Monday, May 4, 2009

On the Environmental Disaster of Animal Agriculture

During the past month, there have been a series of excellent and informative articles on the environmental disaster of animal agriculture written by Angel Flinn on Care2. I strongly urge everyone to read these articles and use them as educational tools in the fight to abolish the most deplorable industry in the world.

The most recent of Angel's articles on Care2 is about the recent Swine Flu outbreak entitled: The Flu Lagoon: A Disaster Waiting to Happen. There is a comment section if you would like to express your thoughts.

Prior to the article noted above, Angel recently wrote the following informative articles:

On the ecological benefits of veganism:

The Vegan Solution: An Ideal Whose Time Has Come

On the ecological and moral problems of free range animal agriculture:

Free Range Is Not the Answer

On how animal agriculture, specifically the chicken and egg industry, is the soy monoculture industry’s biggest customer. Indeed, the soy industry has come out against the vegan movement because their largest customer, by far, is animal agriculture.

****

### [Work to do]
(1) In the blog post, what is the title of Angel Flinn's most recent Care2 article?
(2) Condense the paragraph of the blog post that begins "During the past month" into a shorter version that keeps its main facts.
The items that follow the blog post are not needed for anything asked here.

### [Extracted entries]
****

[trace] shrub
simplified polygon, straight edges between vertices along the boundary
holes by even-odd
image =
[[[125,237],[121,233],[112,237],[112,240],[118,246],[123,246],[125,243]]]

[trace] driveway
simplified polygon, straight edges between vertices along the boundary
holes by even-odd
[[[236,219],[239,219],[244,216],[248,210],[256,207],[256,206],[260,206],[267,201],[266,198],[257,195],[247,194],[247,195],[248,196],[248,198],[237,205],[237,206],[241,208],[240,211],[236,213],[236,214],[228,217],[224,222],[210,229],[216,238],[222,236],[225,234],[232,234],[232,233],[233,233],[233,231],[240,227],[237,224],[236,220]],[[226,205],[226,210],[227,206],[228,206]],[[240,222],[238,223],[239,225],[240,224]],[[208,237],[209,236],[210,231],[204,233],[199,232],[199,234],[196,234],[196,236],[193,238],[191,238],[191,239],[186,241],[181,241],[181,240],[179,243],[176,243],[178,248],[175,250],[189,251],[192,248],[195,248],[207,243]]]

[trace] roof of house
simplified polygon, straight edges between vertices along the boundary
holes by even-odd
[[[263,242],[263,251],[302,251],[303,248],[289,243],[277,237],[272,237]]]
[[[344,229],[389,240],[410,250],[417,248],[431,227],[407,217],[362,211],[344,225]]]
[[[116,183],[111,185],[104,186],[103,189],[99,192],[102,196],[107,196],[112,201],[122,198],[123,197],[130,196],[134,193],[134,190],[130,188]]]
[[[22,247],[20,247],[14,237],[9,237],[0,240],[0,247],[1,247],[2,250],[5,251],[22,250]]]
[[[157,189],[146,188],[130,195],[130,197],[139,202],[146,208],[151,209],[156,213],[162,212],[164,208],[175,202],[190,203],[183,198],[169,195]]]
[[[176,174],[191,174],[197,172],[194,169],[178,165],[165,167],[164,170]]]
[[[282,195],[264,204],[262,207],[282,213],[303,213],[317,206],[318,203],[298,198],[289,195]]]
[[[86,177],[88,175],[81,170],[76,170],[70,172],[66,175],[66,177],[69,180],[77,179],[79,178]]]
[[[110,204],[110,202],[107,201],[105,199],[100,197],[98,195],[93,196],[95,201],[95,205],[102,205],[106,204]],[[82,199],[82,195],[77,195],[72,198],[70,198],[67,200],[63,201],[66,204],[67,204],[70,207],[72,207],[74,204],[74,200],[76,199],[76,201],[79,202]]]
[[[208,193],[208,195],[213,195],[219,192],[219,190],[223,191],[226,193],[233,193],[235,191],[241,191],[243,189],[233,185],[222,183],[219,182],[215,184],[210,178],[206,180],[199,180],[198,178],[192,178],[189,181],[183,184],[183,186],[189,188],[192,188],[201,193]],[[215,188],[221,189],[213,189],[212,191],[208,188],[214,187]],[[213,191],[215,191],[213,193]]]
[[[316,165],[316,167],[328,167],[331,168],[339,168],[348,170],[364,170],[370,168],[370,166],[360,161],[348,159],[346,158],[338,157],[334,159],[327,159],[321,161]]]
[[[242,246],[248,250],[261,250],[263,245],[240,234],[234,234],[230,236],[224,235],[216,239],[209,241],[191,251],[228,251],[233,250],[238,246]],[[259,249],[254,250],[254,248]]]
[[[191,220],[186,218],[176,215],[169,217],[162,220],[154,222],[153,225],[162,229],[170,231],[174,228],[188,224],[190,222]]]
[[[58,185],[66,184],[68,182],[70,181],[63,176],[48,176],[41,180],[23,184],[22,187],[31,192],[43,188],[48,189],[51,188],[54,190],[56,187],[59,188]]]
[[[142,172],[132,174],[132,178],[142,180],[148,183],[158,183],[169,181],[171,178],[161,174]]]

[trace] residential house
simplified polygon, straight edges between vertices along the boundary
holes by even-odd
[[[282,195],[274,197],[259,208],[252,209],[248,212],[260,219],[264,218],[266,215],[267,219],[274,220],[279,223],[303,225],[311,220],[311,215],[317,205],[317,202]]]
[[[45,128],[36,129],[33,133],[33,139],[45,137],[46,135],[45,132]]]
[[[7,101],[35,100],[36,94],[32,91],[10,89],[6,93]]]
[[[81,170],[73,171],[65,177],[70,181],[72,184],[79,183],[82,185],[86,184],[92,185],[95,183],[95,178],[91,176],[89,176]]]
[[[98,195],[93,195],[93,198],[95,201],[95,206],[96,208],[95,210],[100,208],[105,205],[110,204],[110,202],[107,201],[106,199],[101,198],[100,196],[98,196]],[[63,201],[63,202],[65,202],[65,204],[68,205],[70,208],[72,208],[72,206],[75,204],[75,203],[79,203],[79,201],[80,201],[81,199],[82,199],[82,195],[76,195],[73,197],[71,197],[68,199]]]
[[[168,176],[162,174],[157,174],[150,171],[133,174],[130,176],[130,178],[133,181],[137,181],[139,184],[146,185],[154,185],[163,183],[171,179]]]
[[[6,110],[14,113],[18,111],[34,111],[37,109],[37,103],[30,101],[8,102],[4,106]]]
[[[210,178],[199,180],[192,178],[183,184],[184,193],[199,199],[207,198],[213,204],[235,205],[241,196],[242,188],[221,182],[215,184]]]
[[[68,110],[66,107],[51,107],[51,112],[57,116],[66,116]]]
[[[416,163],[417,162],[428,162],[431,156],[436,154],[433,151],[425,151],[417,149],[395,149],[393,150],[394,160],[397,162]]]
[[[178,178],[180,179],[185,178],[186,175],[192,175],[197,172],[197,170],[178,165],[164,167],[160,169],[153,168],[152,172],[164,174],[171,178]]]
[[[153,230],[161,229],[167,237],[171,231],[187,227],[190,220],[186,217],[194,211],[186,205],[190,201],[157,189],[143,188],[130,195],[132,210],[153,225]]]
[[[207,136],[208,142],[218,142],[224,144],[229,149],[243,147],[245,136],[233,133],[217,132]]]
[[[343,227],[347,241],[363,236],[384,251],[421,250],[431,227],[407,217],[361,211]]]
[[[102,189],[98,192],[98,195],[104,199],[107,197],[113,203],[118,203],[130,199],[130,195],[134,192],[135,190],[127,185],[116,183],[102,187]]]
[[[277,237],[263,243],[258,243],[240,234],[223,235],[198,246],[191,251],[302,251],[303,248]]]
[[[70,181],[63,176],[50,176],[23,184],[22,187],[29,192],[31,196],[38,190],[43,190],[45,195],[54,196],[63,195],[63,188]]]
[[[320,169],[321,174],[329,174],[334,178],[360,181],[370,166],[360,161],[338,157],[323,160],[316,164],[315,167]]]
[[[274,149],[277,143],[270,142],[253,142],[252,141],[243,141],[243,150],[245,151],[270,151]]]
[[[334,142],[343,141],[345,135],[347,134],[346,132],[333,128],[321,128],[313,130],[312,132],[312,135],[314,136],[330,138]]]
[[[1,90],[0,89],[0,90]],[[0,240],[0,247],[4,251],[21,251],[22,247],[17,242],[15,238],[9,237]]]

****

### [Answers for the exercise]
(1) The Flu Lagoon: A Disaster Waiting to Happen

(2) Over the past month, Angel Flinn has written a series of excellent, informative Care2 articles on the environmental disaster of animal agriculture. Everyone should read them and use them to educate others in the fight to abolish the most deplorable industry in the world.